- _Assignment_
From the line below that contains "The locator SHOULD return, for each instance of the green leaf" to the line that contains "The locator SHOULD return, for each instance of the printed", repeat every line exactly, both ends included, and nothing else.

- _Excerpted data_

###

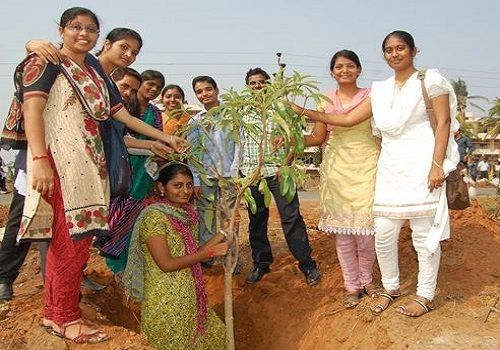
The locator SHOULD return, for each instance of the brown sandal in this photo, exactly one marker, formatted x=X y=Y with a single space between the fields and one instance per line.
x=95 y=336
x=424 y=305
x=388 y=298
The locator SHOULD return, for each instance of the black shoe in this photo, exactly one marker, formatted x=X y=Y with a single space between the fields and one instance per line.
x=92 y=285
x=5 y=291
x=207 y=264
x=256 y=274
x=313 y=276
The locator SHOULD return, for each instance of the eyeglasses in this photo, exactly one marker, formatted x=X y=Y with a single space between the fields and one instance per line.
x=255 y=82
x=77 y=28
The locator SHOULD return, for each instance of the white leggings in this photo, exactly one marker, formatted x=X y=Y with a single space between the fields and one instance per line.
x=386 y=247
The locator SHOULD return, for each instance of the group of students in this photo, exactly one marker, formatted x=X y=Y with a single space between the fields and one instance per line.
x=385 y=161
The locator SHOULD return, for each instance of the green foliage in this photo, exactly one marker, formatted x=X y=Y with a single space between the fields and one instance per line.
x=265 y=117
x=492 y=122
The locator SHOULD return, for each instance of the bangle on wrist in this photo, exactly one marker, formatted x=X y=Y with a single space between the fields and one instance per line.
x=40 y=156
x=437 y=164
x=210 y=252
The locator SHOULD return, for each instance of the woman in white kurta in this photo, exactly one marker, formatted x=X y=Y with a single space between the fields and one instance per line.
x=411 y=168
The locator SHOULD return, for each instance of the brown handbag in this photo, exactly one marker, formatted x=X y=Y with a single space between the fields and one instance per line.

###

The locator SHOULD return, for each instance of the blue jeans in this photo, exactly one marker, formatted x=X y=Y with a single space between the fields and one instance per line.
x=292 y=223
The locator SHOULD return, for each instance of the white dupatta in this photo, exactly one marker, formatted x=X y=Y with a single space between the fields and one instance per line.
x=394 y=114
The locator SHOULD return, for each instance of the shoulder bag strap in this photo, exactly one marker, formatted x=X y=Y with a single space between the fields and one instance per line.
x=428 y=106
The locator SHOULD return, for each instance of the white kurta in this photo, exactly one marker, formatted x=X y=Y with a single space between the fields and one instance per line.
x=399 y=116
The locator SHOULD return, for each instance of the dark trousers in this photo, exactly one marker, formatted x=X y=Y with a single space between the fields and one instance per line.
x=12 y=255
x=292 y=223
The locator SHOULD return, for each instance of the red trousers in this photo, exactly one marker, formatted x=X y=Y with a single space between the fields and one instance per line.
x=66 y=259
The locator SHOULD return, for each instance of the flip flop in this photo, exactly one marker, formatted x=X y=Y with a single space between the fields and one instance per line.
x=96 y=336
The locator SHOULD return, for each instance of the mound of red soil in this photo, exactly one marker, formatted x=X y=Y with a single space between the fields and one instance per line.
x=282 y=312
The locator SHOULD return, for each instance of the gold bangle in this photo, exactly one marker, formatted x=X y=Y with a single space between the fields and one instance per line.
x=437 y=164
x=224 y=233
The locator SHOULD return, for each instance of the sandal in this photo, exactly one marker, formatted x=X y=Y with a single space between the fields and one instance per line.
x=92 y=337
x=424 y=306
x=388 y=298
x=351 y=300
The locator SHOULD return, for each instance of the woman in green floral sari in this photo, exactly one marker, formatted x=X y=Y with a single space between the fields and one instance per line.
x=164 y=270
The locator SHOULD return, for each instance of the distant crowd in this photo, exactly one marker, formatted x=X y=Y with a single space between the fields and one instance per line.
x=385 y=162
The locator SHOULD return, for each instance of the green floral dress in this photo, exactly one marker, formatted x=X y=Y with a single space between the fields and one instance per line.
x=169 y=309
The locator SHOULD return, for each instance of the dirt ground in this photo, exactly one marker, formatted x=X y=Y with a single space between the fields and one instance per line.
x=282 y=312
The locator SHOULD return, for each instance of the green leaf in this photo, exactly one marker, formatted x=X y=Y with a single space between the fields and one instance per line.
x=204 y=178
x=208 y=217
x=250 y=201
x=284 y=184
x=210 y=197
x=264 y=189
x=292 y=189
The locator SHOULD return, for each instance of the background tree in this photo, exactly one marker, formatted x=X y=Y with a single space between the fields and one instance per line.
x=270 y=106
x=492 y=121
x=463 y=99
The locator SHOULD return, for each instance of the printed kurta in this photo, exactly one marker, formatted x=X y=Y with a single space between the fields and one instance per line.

###

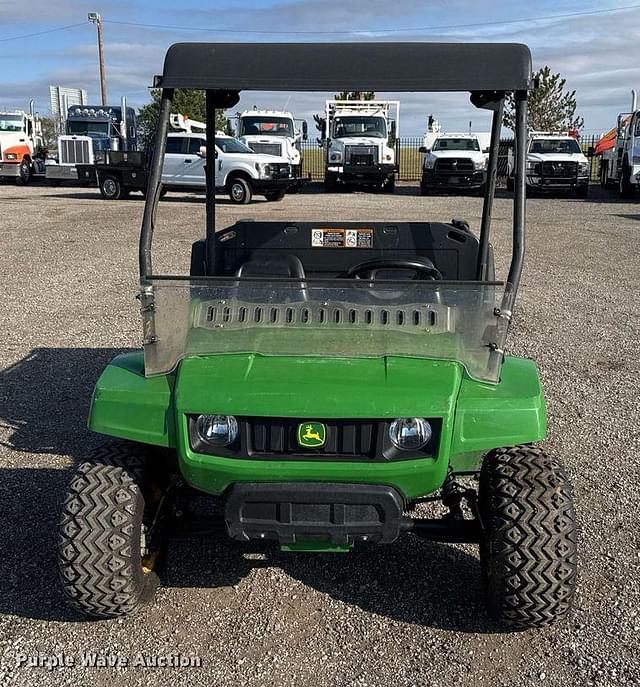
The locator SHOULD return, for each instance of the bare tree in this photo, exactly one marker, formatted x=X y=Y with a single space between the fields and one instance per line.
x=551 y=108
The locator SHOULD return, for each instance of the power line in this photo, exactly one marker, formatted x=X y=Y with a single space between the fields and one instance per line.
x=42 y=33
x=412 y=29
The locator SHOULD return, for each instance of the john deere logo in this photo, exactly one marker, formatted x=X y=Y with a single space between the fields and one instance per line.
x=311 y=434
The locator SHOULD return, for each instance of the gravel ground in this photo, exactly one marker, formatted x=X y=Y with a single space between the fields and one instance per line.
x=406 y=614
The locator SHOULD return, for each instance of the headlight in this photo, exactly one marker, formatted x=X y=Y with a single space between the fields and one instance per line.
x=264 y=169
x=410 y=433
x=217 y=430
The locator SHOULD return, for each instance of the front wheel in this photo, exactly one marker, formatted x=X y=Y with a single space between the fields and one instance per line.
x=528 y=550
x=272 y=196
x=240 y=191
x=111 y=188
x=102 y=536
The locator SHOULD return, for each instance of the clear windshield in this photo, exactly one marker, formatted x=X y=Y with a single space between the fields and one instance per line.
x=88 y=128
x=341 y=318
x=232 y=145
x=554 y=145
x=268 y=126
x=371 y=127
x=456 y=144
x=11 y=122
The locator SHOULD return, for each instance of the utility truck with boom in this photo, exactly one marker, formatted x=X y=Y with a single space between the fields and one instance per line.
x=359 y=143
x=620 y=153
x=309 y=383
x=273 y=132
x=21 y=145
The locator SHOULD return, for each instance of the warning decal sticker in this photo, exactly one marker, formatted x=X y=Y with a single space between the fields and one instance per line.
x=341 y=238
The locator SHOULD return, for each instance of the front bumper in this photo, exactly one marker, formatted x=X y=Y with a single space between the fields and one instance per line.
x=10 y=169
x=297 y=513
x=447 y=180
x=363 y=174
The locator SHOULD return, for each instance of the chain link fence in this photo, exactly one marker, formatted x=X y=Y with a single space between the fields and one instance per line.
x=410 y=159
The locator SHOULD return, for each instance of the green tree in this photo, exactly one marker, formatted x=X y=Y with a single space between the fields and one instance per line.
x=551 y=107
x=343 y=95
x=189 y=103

###

- _Your response_
The locator SHOULD return, for each instance of the green leaf in this photo, exactly one marker, formatted x=X y=Y with a single space between the fields and one instance per line.
x=204 y=178
x=208 y=217
x=250 y=201
x=284 y=184
x=210 y=197
x=264 y=189
x=292 y=189
The locator SHOULD return, for each instance of the background tree in this photo, exactly one marker, formatted x=X y=Y with a single space between the fields and one instance per line.
x=270 y=106
x=492 y=121
x=463 y=99
The locator SHOULD return, for each instance of the printed kurta in this photo, exactly one marker, formatted x=X y=Y with a single space between the fields and one instance per line.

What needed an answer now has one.